• Kerjakan Ini: Teruskan berita tentang kekecewaan atas hasil COP26 di bawah ini, mulai setelah kalimat terakhirnya.
== Teks yang Ditampilkan
Aktivis dan PBB Kecewa Hasil COP26, India Lockdown Polusi untuk Pertama Kali

- Senin, 15 November 2021 | 17:46 WIB
Greta Thunberg
Greta Thunberg

LONDON– Kecewa. Itulah yang dirasakan oleh para aktivis lingkungan atas hasil kesepakatan KTT Perubahan Iklim COP26 di Glasgow, Inggris. Sebab di detik terakhir ada revisi. Hanya satu kata, tapi bisa mengubah segalanya. Yaitu dari menghapuskan bahan bakar fosil menjadi hanya mengurangi penggunaannya saja.

Revisi itu adalah usulan India yang didukung Tiongkok. Dua negara tersebut adalah pengguna batu bara tertinggi di dunia. Tiongkok yang pertama, disusul India dan Amerika Serikat di urutan ketiga. Dengan kata lain, mereka adalah negara-negara penghasil polusi terbesar.

’’#COP26 sudah berakhir. Ini ringkasan singkatnya: bla..bla..bla.. Tapi pekerjaan sebenarnya terus berlanjut di luar pertemuan tersebut. Dan kami tidak akan pernah menyerah, selamanya,’’ cuit aktivis lingkungan asal Swedia Greta Thunberg mengkritisi hasil kesepakatan 200 negara itu seperti dikutip Agence France-Presse.

Selama konferensi, Thunberg dan aktivis lainnya juga sudah mengecam negara-negara peserta COP26. Menurut mereka, para pemimpin dunia telah gagal mencocokkan kata-kata mereka dengan tindakan nyata di lapangan. Mereka belum mampu memenuhi kesepakatan perubahan iklim di Paris pada 2015 lalu.
====
== Bahan yang Diberikan
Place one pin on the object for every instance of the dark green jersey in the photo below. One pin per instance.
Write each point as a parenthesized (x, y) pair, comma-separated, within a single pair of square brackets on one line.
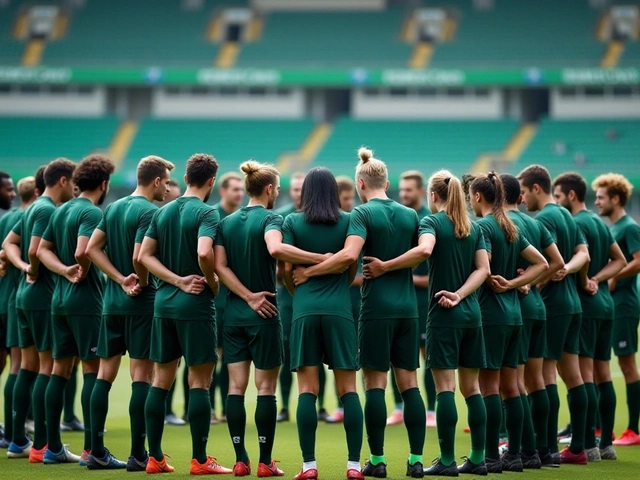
[(531, 305), (221, 298), (242, 236), (76, 218), (450, 264), (125, 223), (501, 308), (599, 241), (389, 230), (34, 222), (177, 227), (9, 283), (561, 298), (627, 233), (329, 294)]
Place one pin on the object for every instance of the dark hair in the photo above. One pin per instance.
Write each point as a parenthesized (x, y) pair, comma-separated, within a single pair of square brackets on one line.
[(58, 168), (572, 181), (92, 171), (536, 175), (491, 188), (320, 201), (511, 188), (201, 167)]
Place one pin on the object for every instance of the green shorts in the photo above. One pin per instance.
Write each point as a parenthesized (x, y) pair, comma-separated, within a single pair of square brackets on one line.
[(34, 329), (389, 342), (120, 334), (533, 341), (625, 336), (502, 345), (563, 335), (451, 347), (261, 344), (194, 339), (75, 336), (329, 339)]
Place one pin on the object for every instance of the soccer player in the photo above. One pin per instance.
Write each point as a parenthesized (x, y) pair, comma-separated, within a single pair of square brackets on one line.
[(33, 304), (563, 307), (29, 189), (459, 265), (607, 260), (76, 308), (178, 250), (501, 318), (388, 327), (323, 327), (127, 311), (535, 401), (231, 195), (613, 191)]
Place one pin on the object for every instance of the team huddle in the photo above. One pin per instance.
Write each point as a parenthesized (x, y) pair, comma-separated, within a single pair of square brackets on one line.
[(502, 304)]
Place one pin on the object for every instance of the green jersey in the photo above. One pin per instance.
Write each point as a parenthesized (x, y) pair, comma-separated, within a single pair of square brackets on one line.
[(34, 222), (77, 218), (627, 233), (124, 224), (599, 240), (561, 298), (242, 236), (9, 283), (177, 227), (531, 305), (389, 230), (329, 294), (450, 264), (501, 308)]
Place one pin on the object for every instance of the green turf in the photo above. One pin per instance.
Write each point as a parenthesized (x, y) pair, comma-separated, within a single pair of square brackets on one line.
[(330, 448)]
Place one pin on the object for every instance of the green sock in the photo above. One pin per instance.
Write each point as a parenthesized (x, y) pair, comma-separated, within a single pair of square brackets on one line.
[(8, 405), (307, 420), (39, 412), (21, 404), (154, 413), (540, 417), (265, 418), (99, 407), (493, 405), (70, 397), (237, 422), (415, 418), (477, 420), (607, 407), (513, 420), (430, 388), (199, 422), (552, 423), (353, 424), (375, 420), (54, 401), (139, 393), (592, 408), (633, 403), (446, 420)]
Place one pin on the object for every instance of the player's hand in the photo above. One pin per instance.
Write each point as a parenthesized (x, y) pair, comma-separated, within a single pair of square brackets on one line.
[(448, 299), (261, 305), (373, 268), (191, 284)]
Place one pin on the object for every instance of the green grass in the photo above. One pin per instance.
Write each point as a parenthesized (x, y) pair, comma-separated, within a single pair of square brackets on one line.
[(330, 447)]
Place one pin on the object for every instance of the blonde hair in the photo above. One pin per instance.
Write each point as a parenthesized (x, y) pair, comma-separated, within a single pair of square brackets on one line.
[(257, 176), (449, 189), (615, 184), (371, 170)]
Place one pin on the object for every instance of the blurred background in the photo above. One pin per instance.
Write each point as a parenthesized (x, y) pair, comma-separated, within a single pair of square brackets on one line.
[(469, 85)]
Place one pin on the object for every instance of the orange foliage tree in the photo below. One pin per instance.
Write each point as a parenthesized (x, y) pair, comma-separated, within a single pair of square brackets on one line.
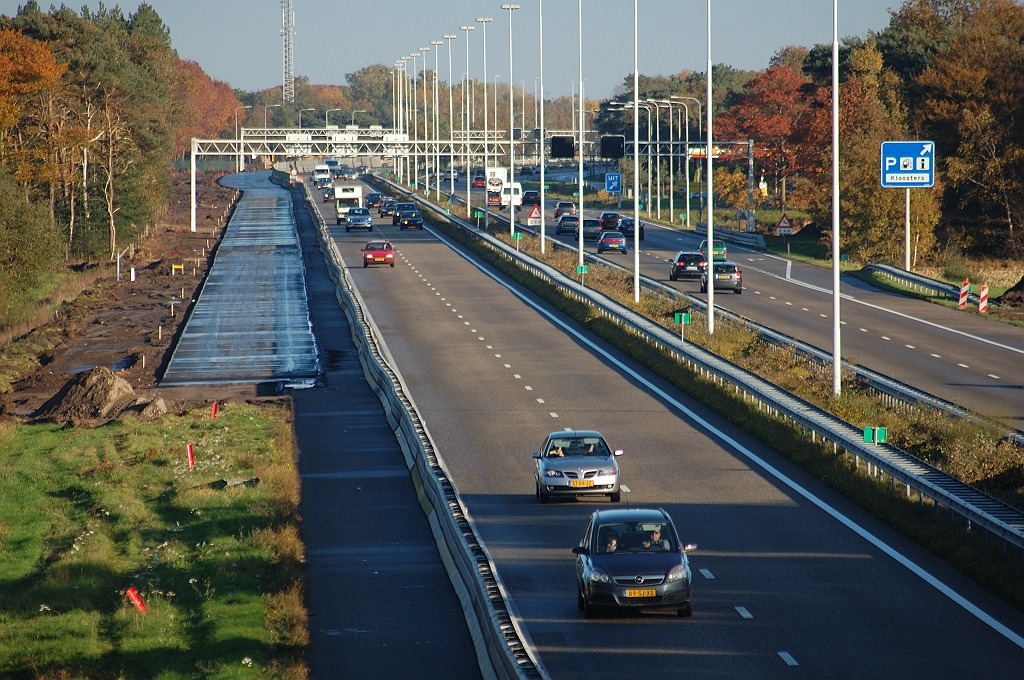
[(207, 105)]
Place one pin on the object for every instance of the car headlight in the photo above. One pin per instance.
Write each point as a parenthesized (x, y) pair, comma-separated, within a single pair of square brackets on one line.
[(678, 572)]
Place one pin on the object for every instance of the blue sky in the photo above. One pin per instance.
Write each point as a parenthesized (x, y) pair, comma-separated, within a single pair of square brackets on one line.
[(240, 40)]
====
• Hasil Tugas:
Sekjen PBB Antonio Guterres juga turut memberikan kritik. Tapi tidak blak-blakan seperti Thunberg. Dia memperingatkan bencana karena perubahan iklim bakal tiba. Menurutnya hasil COP26 adalah kompromi yang mencerminkan kepentingan, kontrakdiksi dan kemauan politik dunia saat ini. Kesepakatan itu tidak cukup. Guterres juga mengirimkan pesan pada para pemuda, komunitas adat, pemimpin peremuan dan semua pihak yang memimpin aksi perubahan iklim.

’’Saya tahu kalian mungkin kecewa. Tapi kita tengah berjuang untuk hidup kita dan pertarungan ini harus dimenangkan,’’ cuit Guterres. Presiden COP26 Alok Sharma juga menyesali proses negosiasi yang panjang dan berlarut-larut namun akhirnya harus berubah di akhir. ’’Saya sangat menyesalinya,’’ ujarnya.

Batu bara masih menjadi bisnis yang menjanjikan. Australia bahkan terang-terangan menyatakan bahwa mereka akan tetap menjual batu bara termal untuk beberapa dekade mendatang. Itu karena permintaan pasar masih tinggi. Mereka beralasan jika tidak menjualnya, negara lain akan mengisi kekosongan tersebut. Austalia adalah pengekspor terbesar kedua, sumber pembangkit listrik tenaga batu bara tersebut.

Terpisah, efek dari polusi dan perubahan iklim terpampang nyata di India. Polusi udara di New Delhi memaksa pemerintah setempat untuk menutup sekolah selama sepekan ke depan. Proyek-proyek konstruksi juga diminta untuk berhenti selama 4 hari. Para pegawai negeri sipil diminta bekerja dari rumah, termasuk pekerja swasta.

Itu semua adalah upaya pemerintah untuk melindungi penduduk dari polusi asap beracun. Mereka menyebutnya sebagai lockdown polusi. ’’Sekolah-sekolah ditutup agar anak-anak tidak menghirup udara yang tercemar,’’ tegas Kepala Menteri Delhi Arvind Kejriwal.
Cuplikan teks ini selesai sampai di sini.